__What is needed__
Transcribe every record in full, keeping it exactly the same.

Collected data entries:
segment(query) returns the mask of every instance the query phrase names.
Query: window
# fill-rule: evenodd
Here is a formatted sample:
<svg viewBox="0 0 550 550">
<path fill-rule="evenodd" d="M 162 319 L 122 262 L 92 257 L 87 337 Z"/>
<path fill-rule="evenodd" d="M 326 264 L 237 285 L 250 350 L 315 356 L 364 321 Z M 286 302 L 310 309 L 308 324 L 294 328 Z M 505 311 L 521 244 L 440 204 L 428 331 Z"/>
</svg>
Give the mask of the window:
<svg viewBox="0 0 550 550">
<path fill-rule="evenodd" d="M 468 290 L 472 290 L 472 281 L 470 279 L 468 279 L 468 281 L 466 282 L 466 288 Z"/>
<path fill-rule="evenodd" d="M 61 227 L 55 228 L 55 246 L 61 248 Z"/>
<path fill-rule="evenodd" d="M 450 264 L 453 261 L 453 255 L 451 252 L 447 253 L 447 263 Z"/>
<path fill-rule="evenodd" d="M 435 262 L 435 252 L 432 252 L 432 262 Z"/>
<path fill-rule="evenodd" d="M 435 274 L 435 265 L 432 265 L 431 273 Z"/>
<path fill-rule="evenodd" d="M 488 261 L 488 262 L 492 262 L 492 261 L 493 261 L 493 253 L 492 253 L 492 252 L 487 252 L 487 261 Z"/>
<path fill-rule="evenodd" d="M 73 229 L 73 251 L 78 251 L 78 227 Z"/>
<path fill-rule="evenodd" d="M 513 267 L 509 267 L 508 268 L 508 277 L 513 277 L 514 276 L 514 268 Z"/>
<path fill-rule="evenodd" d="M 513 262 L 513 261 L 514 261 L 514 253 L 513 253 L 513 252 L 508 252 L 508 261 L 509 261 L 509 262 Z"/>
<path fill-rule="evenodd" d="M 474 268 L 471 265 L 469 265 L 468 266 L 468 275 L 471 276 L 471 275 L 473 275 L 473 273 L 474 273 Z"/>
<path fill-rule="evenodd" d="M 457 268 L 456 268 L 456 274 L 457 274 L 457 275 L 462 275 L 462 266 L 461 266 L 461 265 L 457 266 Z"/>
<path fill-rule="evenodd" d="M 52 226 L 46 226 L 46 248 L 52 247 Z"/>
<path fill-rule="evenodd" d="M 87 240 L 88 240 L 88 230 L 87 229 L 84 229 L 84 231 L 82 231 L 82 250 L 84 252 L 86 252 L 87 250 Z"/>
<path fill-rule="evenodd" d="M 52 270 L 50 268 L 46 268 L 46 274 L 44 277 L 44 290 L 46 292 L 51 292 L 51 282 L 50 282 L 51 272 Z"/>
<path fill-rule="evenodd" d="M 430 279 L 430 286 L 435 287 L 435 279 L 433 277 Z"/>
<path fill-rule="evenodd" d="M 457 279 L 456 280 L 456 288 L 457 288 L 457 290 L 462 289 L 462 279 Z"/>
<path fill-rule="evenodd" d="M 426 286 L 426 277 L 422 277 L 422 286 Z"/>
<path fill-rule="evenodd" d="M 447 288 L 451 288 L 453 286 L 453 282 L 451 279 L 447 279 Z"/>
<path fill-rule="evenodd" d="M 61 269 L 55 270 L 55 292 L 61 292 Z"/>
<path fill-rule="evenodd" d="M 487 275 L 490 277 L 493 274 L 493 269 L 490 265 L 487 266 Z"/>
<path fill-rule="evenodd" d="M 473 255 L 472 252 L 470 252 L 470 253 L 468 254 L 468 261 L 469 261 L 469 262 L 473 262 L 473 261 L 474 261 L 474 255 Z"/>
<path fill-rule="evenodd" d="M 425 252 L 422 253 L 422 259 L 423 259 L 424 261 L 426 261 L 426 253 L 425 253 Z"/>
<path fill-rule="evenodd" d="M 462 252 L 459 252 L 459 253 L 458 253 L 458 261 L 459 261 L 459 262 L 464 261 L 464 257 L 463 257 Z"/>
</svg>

__Reply to the task__
segment(query) returns the mask of every instance the query phrase names.
Query: window
# fill-rule: evenodd
Here is a formatted sample:
<svg viewBox="0 0 550 550">
<path fill-rule="evenodd" d="M 162 319 L 122 262 L 92 257 L 87 337 Z"/>
<path fill-rule="evenodd" d="M 326 264 L 237 285 L 250 350 L 315 356 L 364 321 Z M 286 302 L 310 309 L 308 324 L 294 328 Z M 505 311 L 521 244 L 440 204 L 428 331 Z"/>
</svg>
Give the mask of the window:
<svg viewBox="0 0 550 550">
<path fill-rule="evenodd" d="M 468 290 L 472 290 L 472 281 L 470 279 L 468 279 L 468 281 L 466 282 L 466 288 Z"/>
<path fill-rule="evenodd" d="M 61 227 L 55 228 L 55 246 L 61 248 Z"/>
<path fill-rule="evenodd" d="M 450 264 L 453 261 L 453 255 L 451 252 L 447 253 L 447 263 Z"/>
<path fill-rule="evenodd" d="M 435 262 L 435 252 L 432 252 L 432 262 Z"/>
<path fill-rule="evenodd" d="M 435 274 L 435 265 L 432 265 L 431 273 Z"/>
<path fill-rule="evenodd" d="M 488 261 L 488 262 L 492 262 L 492 261 L 493 261 L 493 253 L 492 253 L 492 252 L 487 252 L 487 261 Z"/>
<path fill-rule="evenodd" d="M 73 229 L 73 251 L 78 251 L 78 227 Z"/>
<path fill-rule="evenodd" d="M 513 267 L 509 267 L 508 268 L 508 277 L 513 277 L 514 276 L 514 268 Z"/>
<path fill-rule="evenodd" d="M 513 262 L 513 261 L 514 261 L 514 253 L 513 253 L 513 252 L 508 252 L 508 261 L 509 261 L 509 262 Z"/>
<path fill-rule="evenodd" d="M 474 268 L 471 265 L 469 265 L 468 266 L 468 275 L 471 276 L 471 275 L 473 275 L 473 273 L 474 273 Z"/>
<path fill-rule="evenodd" d="M 457 268 L 456 268 L 456 274 L 457 274 L 457 275 L 462 275 L 462 266 L 461 266 L 461 265 L 457 266 Z"/>
<path fill-rule="evenodd" d="M 52 226 L 46 226 L 46 248 L 52 247 Z"/>
<path fill-rule="evenodd" d="M 87 240 L 88 240 L 88 230 L 87 229 L 84 229 L 84 231 L 82 231 L 82 250 L 84 252 L 86 252 L 87 250 Z"/>
<path fill-rule="evenodd" d="M 52 270 L 50 268 L 46 268 L 46 274 L 44 277 L 44 290 L 46 292 L 51 292 L 51 282 L 50 282 L 51 272 Z"/>
<path fill-rule="evenodd" d="M 430 279 L 430 286 L 435 287 L 435 279 L 433 277 Z"/>
<path fill-rule="evenodd" d="M 457 279 L 456 280 L 456 288 L 457 288 L 457 290 L 462 289 L 462 279 Z"/>
<path fill-rule="evenodd" d="M 426 286 L 426 277 L 422 277 L 422 286 Z"/>
<path fill-rule="evenodd" d="M 447 288 L 451 288 L 453 286 L 453 282 L 451 279 L 447 279 Z"/>
<path fill-rule="evenodd" d="M 61 269 L 55 270 L 55 292 L 61 292 Z"/>
<path fill-rule="evenodd" d="M 487 275 L 490 277 L 493 274 L 493 269 L 490 265 L 487 266 Z"/>
<path fill-rule="evenodd" d="M 473 255 L 472 252 L 470 252 L 470 253 L 468 254 L 468 261 L 469 261 L 469 262 L 473 262 L 473 261 L 474 261 L 474 255 Z"/>
<path fill-rule="evenodd" d="M 425 252 L 422 253 L 422 259 L 423 259 L 424 261 L 426 261 L 426 253 L 425 253 Z"/>
<path fill-rule="evenodd" d="M 462 252 L 459 252 L 459 253 L 458 253 L 458 261 L 459 261 L 459 262 L 464 261 L 464 257 L 463 257 Z"/>
</svg>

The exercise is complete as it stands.